Source data:
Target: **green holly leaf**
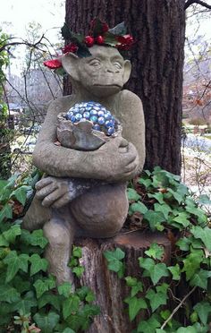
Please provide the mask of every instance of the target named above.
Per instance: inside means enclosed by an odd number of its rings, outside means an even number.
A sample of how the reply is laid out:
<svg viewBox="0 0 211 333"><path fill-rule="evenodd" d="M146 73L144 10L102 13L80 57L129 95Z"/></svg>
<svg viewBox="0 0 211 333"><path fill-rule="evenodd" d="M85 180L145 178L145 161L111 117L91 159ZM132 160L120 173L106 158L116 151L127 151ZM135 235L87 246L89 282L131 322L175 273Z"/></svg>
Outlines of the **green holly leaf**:
<svg viewBox="0 0 211 333"><path fill-rule="evenodd" d="M139 333L155 333L156 329L160 327L157 316L153 314L148 320L140 320L138 326Z"/></svg>
<svg viewBox="0 0 211 333"><path fill-rule="evenodd" d="M207 324L208 314L211 312L211 304L208 302L198 303L193 309L197 312L202 324Z"/></svg>
<svg viewBox="0 0 211 333"><path fill-rule="evenodd" d="M16 251L11 251L3 260L7 265L5 282L11 281L17 274L19 269L21 269L27 273L28 260L28 254L17 255Z"/></svg>
<svg viewBox="0 0 211 333"><path fill-rule="evenodd" d="M157 229L160 224L165 221L165 218L163 213L161 213L160 211L154 211L151 209L148 209L144 214L144 219L146 219L149 223L149 226L152 231L155 231L156 229Z"/></svg>
<svg viewBox="0 0 211 333"><path fill-rule="evenodd" d="M8 203L6 203L0 211L0 222L2 222L4 218L13 218L13 209Z"/></svg>
<svg viewBox="0 0 211 333"><path fill-rule="evenodd" d="M154 204L154 209L155 209L155 211L160 211L161 213L163 213L166 220L168 219L169 213L172 211L171 207L167 205L166 203L159 204L156 202Z"/></svg>
<svg viewBox="0 0 211 333"><path fill-rule="evenodd" d="M137 201L139 199L140 199L140 195L138 194L134 189L131 188L127 189L127 196L129 201Z"/></svg>
<svg viewBox="0 0 211 333"><path fill-rule="evenodd" d="M11 286L0 286L0 300L1 302L15 303L20 300L20 293Z"/></svg>
<svg viewBox="0 0 211 333"><path fill-rule="evenodd" d="M190 278L190 286L197 286L202 289L207 289L207 279L211 278L211 271L200 269Z"/></svg>
<svg viewBox="0 0 211 333"><path fill-rule="evenodd" d="M152 312L154 312L160 305L165 305L167 303L167 288L168 285L163 284L162 286L156 286L156 292L150 289L147 295L146 298L149 300Z"/></svg>
<svg viewBox="0 0 211 333"><path fill-rule="evenodd" d="M18 235L21 235L21 229L20 225L13 225L8 230L4 231L3 236L9 243L14 243L15 239Z"/></svg>
<svg viewBox="0 0 211 333"><path fill-rule="evenodd" d="M58 293L67 298L72 293L72 286L70 282L63 282L62 285L58 286Z"/></svg>
<svg viewBox="0 0 211 333"><path fill-rule="evenodd" d="M30 277L39 272L40 270L44 272L46 271L48 261L45 258L40 258L40 256L36 253L31 255L30 261L31 262Z"/></svg>
<svg viewBox="0 0 211 333"><path fill-rule="evenodd" d="M145 214L148 210L148 208L140 201L133 202L131 205L130 205L130 211L131 213L139 211L140 214Z"/></svg>
<svg viewBox="0 0 211 333"><path fill-rule="evenodd" d="M80 297L77 295L72 295L63 302L63 315L64 320L71 314L75 314L78 312L80 302Z"/></svg>
<svg viewBox="0 0 211 333"><path fill-rule="evenodd" d="M164 256L165 254L165 251L164 251L164 247L161 246L161 245L158 245L157 243L153 243L149 249L145 251L145 253L148 256L148 257L151 257L153 259L158 259L158 260L161 260L161 258Z"/></svg>
<svg viewBox="0 0 211 333"><path fill-rule="evenodd" d="M148 309L148 304L143 298L128 297L124 302L129 305L129 318L131 321L136 318L140 309Z"/></svg>
<svg viewBox="0 0 211 333"><path fill-rule="evenodd" d="M181 272L185 272L186 280L189 281L195 274L204 258L204 252L201 250L195 250L190 255L187 255L183 261Z"/></svg>
<svg viewBox="0 0 211 333"><path fill-rule="evenodd" d="M60 315L53 312L47 314L36 313L33 320L41 329L42 333L49 333L54 332L55 325L59 322Z"/></svg>
<svg viewBox="0 0 211 333"><path fill-rule="evenodd" d="M48 241L47 239L43 235L43 231L41 229L33 231L32 234L30 234L30 243L34 246L39 246L42 249L44 249Z"/></svg>
<svg viewBox="0 0 211 333"><path fill-rule="evenodd" d="M180 269L180 266L178 264L176 264L175 266L167 267L167 269L172 273L173 279L173 280L180 281L180 279L181 279L181 269Z"/></svg>
<svg viewBox="0 0 211 333"><path fill-rule="evenodd" d="M192 226L191 233L195 238L199 238L204 243L207 249L211 252L211 229L208 226Z"/></svg>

PROBLEM TO WORK ON:
Rewrite every line of the material above as a Markdown table with the columns Row and Line, numbering the rows in order and skipping any blank lines. Leave the pictures out of your answer.

CORRECT RESPONSE:
| Row | Line |
|---|---|
| 1 | Target: **green holly leaf** |
| 2 | Please provide the mask of every instance of the target named above. |
| 3 | Per instance: inside means enclosed by an odd number of its rings, outside means an even number. |
| 4 | A sample of how the reply is laid out: |
| 5 | <svg viewBox="0 0 211 333"><path fill-rule="evenodd" d="M146 73L144 10L102 13L80 57L129 95Z"/></svg> |
| 6 | <svg viewBox="0 0 211 333"><path fill-rule="evenodd" d="M85 180L145 178L145 161L111 117L91 159ZM132 160L120 173L106 158L116 151L127 151ZM135 235L87 246L89 282L131 322L175 273Z"/></svg> |
| 7 | Outlines of the **green holly leaf**: |
| 8 | <svg viewBox="0 0 211 333"><path fill-rule="evenodd" d="M139 333L155 333L156 329L160 327L157 316L153 314L148 320L140 320L138 326Z"/></svg> |
| 9 | <svg viewBox="0 0 211 333"><path fill-rule="evenodd" d="M207 324L208 314L211 312L211 304L208 302L198 303L193 309L197 312L202 324Z"/></svg> |
| 10 | <svg viewBox="0 0 211 333"><path fill-rule="evenodd" d="M16 251L11 251L3 260L7 265L5 282L11 281L17 274L19 269L21 269L27 273L28 260L28 254L17 255Z"/></svg> |
| 11 | <svg viewBox="0 0 211 333"><path fill-rule="evenodd" d="M157 229L160 224L165 221L165 218L163 213L161 213L160 211L154 211L151 209L148 209L144 214L144 219L146 219L149 223L149 226L152 231L155 231L156 229Z"/></svg> |
| 12 | <svg viewBox="0 0 211 333"><path fill-rule="evenodd" d="M8 203L6 203L0 211L0 222L2 222L4 218L13 218L13 209Z"/></svg> |
| 13 | <svg viewBox="0 0 211 333"><path fill-rule="evenodd" d="M154 204L154 209L155 209L155 211L160 211L161 213L163 213L166 220L168 219L169 213L172 211L171 207L167 205L166 203L159 204L156 202Z"/></svg> |
| 14 | <svg viewBox="0 0 211 333"><path fill-rule="evenodd" d="M137 201L139 199L140 199L140 195L138 194L134 189L131 188L127 189L127 196L129 201Z"/></svg> |
| 15 | <svg viewBox="0 0 211 333"><path fill-rule="evenodd" d="M11 286L0 286L0 300L1 302L15 303L20 300L20 293Z"/></svg> |
| 16 | <svg viewBox="0 0 211 333"><path fill-rule="evenodd" d="M190 278L190 286L197 286L202 289L207 289L207 279L211 278L211 271L200 269Z"/></svg> |
| 17 | <svg viewBox="0 0 211 333"><path fill-rule="evenodd" d="M152 312L154 312L160 305L165 305L167 303L167 288L168 285L163 284L162 286L156 286L156 292L150 289L147 295L146 298L149 300Z"/></svg> |
| 18 | <svg viewBox="0 0 211 333"><path fill-rule="evenodd" d="M18 235L21 235L21 229L20 225L13 225L8 230L4 231L3 236L9 243L14 243L15 239Z"/></svg> |
| 19 | <svg viewBox="0 0 211 333"><path fill-rule="evenodd" d="M58 293L67 298L72 293L72 286L70 282L63 282L62 285L58 286Z"/></svg> |
| 20 | <svg viewBox="0 0 211 333"><path fill-rule="evenodd" d="M30 277L39 272L40 270L44 272L46 271L48 261L45 258L40 258L40 256L36 253L31 255L30 261L31 262Z"/></svg> |
| 21 | <svg viewBox="0 0 211 333"><path fill-rule="evenodd" d="M145 214L148 210L148 208L140 201L133 202L131 205L130 205L130 211L131 213L139 211L140 214Z"/></svg> |
| 22 | <svg viewBox="0 0 211 333"><path fill-rule="evenodd" d="M80 297L77 295L72 295L63 302L63 315L64 320L71 314L75 314L78 312L80 302Z"/></svg> |
| 23 | <svg viewBox="0 0 211 333"><path fill-rule="evenodd" d="M164 256L165 254L165 251L164 251L164 247L161 246L161 245L158 245L157 243L153 243L149 249L145 251L145 253L148 256L148 257L151 257L153 259L158 259L158 260L161 260L161 258Z"/></svg> |
| 24 | <svg viewBox="0 0 211 333"><path fill-rule="evenodd" d="M148 309L148 304L143 298L128 297L124 302L129 305L129 318L131 321L136 318L140 309Z"/></svg> |
| 25 | <svg viewBox="0 0 211 333"><path fill-rule="evenodd" d="M181 272L185 272L186 280L189 281L195 274L204 258L204 252L201 250L195 250L190 255L187 255L183 261Z"/></svg> |
| 26 | <svg viewBox="0 0 211 333"><path fill-rule="evenodd" d="M60 315L53 312L47 314L36 313L33 320L41 329L42 333L49 333L54 332L55 325L59 322Z"/></svg> |
| 27 | <svg viewBox="0 0 211 333"><path fill-rule="evenodd" d="M48 241L47 239L43 235L43 231L41 229L33 231L32 234L30 234L30 243L34 246L39 246L42 249L44 249Z"/></svg> |
| 28 | <svg viewBox="0 0 211 333"><path fill-rule="evenodd" d="M180 269L180 266L178 264L176 264L175 266L167 267L167 269L172 273L173 279L173 280L180 281L180 279L181 279L181 269Z"/></svg> |
| 29 | <svg viewBox="0 0 211 333"><path fill-rule="evenodd" d="M192 226L191 233L195 238L199 238L204 243L207 249L211 252L211 229L208 226Z"/></svg> |